____ ENTRIES

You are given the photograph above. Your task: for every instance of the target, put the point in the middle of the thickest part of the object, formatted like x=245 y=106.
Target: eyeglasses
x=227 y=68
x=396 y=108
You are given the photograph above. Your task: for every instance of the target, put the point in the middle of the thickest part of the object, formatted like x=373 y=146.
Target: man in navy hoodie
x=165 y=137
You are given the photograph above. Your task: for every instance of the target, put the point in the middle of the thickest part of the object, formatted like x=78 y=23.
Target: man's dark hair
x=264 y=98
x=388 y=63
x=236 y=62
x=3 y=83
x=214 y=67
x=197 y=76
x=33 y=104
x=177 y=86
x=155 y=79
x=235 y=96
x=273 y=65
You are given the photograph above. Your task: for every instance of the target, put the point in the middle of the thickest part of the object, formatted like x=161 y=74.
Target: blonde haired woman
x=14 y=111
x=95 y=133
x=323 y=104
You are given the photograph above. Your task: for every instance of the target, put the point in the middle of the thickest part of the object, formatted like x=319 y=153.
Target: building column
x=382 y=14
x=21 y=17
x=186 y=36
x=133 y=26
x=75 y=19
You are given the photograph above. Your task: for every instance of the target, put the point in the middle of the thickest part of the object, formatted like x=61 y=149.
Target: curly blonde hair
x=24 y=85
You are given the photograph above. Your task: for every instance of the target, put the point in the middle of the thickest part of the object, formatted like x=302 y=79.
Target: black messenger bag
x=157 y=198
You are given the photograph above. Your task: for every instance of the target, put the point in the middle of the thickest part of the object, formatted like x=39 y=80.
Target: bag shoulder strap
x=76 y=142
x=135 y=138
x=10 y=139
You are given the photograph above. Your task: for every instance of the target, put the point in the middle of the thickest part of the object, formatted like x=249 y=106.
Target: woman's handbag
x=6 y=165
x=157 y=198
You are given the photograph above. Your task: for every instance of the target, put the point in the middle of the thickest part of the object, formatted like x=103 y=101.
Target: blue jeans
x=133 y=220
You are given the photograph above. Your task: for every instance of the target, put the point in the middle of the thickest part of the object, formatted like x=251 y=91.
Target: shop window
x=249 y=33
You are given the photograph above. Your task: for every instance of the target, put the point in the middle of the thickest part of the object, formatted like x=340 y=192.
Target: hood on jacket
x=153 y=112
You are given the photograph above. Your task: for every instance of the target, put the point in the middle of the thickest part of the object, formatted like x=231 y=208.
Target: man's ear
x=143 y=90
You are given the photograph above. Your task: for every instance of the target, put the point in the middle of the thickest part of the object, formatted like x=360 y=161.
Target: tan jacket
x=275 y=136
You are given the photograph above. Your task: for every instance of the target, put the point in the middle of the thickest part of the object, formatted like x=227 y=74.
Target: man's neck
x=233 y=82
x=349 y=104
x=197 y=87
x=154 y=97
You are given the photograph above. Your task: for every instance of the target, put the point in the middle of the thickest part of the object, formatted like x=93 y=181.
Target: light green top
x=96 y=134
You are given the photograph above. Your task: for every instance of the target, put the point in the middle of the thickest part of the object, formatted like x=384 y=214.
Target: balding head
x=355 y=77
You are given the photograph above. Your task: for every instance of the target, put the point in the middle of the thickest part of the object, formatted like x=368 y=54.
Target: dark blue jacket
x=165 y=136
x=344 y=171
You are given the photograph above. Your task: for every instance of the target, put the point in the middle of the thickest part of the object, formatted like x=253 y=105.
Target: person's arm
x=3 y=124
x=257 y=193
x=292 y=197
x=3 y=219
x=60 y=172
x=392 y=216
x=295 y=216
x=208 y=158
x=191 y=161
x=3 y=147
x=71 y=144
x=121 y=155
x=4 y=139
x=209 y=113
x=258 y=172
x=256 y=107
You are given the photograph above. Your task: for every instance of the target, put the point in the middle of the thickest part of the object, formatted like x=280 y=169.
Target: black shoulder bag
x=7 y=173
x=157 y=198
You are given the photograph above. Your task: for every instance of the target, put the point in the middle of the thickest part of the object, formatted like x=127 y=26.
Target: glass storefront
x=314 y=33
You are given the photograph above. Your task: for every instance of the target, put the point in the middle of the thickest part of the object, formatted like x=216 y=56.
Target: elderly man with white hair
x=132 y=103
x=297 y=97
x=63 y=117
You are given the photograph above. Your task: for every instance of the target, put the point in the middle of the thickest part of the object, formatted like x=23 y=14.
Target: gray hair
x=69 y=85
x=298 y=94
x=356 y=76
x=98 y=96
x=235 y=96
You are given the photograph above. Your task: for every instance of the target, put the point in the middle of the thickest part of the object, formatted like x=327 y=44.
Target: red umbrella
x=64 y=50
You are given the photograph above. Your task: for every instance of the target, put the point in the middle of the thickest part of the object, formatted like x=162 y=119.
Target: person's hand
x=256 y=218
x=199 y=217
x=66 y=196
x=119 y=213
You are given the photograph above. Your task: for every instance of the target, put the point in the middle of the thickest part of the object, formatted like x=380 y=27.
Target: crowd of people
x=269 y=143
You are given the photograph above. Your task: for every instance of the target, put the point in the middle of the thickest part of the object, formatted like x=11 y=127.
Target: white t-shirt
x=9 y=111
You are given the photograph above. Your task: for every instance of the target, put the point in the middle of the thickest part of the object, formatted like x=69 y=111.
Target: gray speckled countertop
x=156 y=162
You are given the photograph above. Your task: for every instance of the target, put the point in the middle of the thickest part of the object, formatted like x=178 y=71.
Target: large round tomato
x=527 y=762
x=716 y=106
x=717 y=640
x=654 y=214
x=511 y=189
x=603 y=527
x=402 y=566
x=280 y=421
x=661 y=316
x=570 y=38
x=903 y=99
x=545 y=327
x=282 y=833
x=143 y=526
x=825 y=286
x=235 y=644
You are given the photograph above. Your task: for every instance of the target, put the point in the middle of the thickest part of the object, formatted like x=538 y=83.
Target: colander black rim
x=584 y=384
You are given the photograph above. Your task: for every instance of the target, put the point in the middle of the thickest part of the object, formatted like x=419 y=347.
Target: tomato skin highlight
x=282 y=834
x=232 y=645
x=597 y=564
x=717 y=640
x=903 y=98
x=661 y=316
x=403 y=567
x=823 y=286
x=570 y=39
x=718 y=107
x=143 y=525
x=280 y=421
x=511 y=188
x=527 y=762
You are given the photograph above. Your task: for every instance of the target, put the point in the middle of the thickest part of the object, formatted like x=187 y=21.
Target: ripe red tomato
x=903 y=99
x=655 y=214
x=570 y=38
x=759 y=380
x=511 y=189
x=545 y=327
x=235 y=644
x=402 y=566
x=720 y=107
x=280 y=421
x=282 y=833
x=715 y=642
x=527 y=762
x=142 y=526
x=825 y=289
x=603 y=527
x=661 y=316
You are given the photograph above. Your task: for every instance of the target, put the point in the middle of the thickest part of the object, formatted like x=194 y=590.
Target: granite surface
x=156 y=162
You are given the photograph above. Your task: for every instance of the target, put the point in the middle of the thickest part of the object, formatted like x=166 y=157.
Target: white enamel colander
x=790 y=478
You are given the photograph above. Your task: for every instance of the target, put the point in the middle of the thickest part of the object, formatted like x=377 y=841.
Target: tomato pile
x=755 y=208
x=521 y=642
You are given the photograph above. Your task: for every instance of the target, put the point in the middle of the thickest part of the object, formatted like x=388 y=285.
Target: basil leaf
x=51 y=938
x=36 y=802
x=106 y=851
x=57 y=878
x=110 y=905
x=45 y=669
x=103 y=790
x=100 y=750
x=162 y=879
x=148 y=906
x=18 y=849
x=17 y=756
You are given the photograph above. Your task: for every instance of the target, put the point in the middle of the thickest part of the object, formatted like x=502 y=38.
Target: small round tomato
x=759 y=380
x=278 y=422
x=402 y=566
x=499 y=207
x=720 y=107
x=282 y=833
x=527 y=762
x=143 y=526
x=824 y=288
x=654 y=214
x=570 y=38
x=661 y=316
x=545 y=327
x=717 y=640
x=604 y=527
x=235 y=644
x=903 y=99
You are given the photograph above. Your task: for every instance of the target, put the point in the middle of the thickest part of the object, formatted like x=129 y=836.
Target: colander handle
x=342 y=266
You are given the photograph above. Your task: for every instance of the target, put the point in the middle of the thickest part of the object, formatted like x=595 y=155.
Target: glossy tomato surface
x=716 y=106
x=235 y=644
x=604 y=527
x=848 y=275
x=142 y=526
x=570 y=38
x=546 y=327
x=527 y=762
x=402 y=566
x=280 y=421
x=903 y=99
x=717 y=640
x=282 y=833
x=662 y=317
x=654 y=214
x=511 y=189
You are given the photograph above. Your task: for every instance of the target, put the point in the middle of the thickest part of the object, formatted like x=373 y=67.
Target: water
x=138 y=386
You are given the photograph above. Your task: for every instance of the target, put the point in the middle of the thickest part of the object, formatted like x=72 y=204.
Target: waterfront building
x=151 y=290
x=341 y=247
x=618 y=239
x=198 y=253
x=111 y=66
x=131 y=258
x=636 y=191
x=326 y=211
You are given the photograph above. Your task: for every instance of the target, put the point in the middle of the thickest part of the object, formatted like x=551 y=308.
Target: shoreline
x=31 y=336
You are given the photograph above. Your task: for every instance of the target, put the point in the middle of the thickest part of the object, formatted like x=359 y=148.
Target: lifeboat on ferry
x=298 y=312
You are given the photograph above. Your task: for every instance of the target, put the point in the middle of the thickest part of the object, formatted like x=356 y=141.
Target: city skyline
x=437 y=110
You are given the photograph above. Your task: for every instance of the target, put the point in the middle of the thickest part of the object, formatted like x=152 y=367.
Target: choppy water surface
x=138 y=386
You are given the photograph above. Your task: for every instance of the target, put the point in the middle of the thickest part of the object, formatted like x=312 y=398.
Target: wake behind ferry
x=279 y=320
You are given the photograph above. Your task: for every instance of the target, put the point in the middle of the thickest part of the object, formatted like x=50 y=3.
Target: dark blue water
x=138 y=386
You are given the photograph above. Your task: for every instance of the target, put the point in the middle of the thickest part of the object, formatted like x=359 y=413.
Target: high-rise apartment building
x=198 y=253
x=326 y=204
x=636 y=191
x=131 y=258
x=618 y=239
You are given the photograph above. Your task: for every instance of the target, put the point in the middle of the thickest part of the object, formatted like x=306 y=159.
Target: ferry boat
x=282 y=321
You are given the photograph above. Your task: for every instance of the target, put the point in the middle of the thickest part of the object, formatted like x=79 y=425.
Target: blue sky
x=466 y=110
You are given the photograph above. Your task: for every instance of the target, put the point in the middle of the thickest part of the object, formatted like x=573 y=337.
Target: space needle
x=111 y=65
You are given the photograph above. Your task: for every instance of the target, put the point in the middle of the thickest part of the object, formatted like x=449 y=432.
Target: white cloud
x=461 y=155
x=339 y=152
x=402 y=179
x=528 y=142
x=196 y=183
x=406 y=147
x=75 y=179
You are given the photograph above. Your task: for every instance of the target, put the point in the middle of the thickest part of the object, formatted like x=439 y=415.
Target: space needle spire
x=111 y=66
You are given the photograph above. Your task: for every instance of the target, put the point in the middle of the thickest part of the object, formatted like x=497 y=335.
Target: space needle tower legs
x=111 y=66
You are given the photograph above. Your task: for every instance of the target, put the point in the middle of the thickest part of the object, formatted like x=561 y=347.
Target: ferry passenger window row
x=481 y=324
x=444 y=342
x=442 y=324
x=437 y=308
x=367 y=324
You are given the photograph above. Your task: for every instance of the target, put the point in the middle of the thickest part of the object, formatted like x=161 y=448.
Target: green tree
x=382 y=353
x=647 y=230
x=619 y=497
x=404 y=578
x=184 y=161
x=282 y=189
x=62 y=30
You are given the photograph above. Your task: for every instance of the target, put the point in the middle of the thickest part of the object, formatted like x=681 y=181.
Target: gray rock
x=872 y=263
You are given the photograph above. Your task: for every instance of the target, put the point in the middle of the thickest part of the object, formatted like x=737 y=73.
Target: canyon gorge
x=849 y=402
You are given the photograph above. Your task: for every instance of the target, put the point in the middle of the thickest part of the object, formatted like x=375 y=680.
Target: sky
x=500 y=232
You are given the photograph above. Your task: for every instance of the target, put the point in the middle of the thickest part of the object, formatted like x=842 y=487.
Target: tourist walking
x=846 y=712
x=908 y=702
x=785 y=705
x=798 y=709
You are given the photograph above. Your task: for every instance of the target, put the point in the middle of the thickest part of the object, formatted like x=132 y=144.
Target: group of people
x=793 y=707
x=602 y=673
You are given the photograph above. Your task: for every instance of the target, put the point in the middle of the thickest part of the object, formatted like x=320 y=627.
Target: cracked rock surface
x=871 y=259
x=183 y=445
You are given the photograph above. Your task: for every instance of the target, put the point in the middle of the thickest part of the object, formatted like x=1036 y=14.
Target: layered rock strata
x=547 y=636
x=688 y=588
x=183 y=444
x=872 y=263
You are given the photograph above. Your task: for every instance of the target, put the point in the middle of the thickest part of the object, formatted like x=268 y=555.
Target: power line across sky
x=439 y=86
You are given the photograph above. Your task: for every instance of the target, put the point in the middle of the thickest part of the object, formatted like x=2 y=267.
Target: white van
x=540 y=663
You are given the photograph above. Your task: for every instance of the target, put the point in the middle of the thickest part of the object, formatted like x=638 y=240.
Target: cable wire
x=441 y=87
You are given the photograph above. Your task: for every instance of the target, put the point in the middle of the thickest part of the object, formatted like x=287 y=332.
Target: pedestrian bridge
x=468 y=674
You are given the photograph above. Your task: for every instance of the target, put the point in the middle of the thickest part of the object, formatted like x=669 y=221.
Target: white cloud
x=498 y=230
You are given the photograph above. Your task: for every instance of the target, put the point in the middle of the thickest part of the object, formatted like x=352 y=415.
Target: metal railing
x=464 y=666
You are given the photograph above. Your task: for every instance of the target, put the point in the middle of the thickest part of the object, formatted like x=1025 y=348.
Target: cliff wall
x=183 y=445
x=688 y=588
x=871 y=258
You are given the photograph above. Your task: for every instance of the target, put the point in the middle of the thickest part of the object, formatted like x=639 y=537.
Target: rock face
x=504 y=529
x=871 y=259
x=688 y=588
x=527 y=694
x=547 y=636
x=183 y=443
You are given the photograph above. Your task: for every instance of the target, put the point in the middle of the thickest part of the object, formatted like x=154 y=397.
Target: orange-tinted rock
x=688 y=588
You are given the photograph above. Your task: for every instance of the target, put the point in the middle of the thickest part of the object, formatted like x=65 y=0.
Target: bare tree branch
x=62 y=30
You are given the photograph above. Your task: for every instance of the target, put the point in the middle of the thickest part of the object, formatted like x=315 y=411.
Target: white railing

________

Please print the entries exactly, starting at the line that contains "like x=65 y=0." and ending at the last line of the entries.

**OUTPUT FOR THIS EXERCISE:**
You are given the photograph above. Your task: for every instance of the target, put the point in the middle of the thickest part of the object, formatted like x=65 y=0.
Target: bare tree branch
x=62 y=30
You are given the photograph above. Your task: for every instance of the target, put the point in the middle of the thickest part of the object, formatted like x=315 y=411.
Target: white railing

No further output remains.